(Part of a data file)
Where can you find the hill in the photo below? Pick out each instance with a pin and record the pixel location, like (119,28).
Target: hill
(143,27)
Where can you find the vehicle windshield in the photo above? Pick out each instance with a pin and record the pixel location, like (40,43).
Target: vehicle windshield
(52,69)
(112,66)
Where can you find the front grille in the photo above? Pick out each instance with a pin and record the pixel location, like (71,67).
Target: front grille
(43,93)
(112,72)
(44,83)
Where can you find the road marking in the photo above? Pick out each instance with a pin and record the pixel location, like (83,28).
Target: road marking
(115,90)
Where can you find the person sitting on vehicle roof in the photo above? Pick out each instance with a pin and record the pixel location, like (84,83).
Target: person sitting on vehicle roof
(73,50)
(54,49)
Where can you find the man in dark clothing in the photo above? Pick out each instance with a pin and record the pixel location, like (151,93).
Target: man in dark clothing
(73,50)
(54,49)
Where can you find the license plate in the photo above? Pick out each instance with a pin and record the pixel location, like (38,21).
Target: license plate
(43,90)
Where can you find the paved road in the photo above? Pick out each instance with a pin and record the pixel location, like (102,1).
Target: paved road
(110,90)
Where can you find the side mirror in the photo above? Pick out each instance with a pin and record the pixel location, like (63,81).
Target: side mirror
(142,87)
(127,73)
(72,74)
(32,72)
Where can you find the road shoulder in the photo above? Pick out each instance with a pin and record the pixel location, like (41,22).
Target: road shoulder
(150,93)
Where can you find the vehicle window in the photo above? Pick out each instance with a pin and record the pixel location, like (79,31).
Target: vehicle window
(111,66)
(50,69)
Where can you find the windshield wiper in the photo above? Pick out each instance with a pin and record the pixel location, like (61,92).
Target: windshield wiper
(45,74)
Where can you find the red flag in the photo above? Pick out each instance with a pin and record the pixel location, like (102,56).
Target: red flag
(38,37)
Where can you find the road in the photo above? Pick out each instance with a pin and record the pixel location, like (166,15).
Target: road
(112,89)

(Problem to solve) Write the entries again, exactly as they stand.

(Task solution)
Where can you find the hill in the photo below? Pick out each instance with a pin and record the pixel location, like (119,28).
Target: hill
(143,27)
Where can you find the vehicle windshield in the photo above? Pick out each instance with a pin and record the pixel location, like (40,43).
Target: vehicle windshield
(52,69)
(112,66)
Where can you find the front grille in the photo above? Pick out each instance with a pin and record the pixel location, like (71,67).
Target: front grille
(43,93)
(112,72)
(44,83)
Where can you find the road marking in the photo above? Pick out each instance with a pin and record the pixel location, like (83,28).
Target: road marking
(115,90)
Where can you find the person sitting on vehicle roof in the photo above? Pick out each instance with a pin and record the pixel location, like (84,83).
Target: person sitting on vehicle roof
(73,50)
(54,49)
Where can you find the man in dark clothing in the photo above? Pick out each instance with a pin and record the pixel location, like (151,93).
Target: man in dark clothing
(73,50)
(54,49)
Where can you find the license plate in the photo above? Pick out each instance with a pin and record the pixel location, like (38,21).
Target: license plate
(43,90)
Where can you find the paved road in the photo above? Pick out each instance with a pin and record the pixel location, like (102,1).
Target: paved road
(110,90)
Where can you find the side mirror in the photo above? Pick out each instance with a pin and record the pixel location, like (63,81).
Target: side mirror
(142,87)
(127,73)
(72,74)
(32,72)
Where can you find the road shoulder in the photo above? Pick out each instance with a pin and record the pixel location, like (41,22).
Target: road shoulder
(150,93)
Where can you find the vehicle window in the photo above? Pick out each instance with a pin and record the pixel location, like (79,31).
Target: vehicle window
(111,66)
(50,69)
Where can you find the windshield wiper in the photo above? Pick out each instance with a pin and record the pixel location, like (61,92).
Target: windshield wiper
(45,74)
Where can you find the red flag in the photo above? Pick out each instance with a pin and record the pixel location, like (102,56).
Target: red flag
(38,37)
Where can you find the road in the photo above? Pick out each instance with a pin and record the pixel location, like (166,15).
Target: road
(112,89)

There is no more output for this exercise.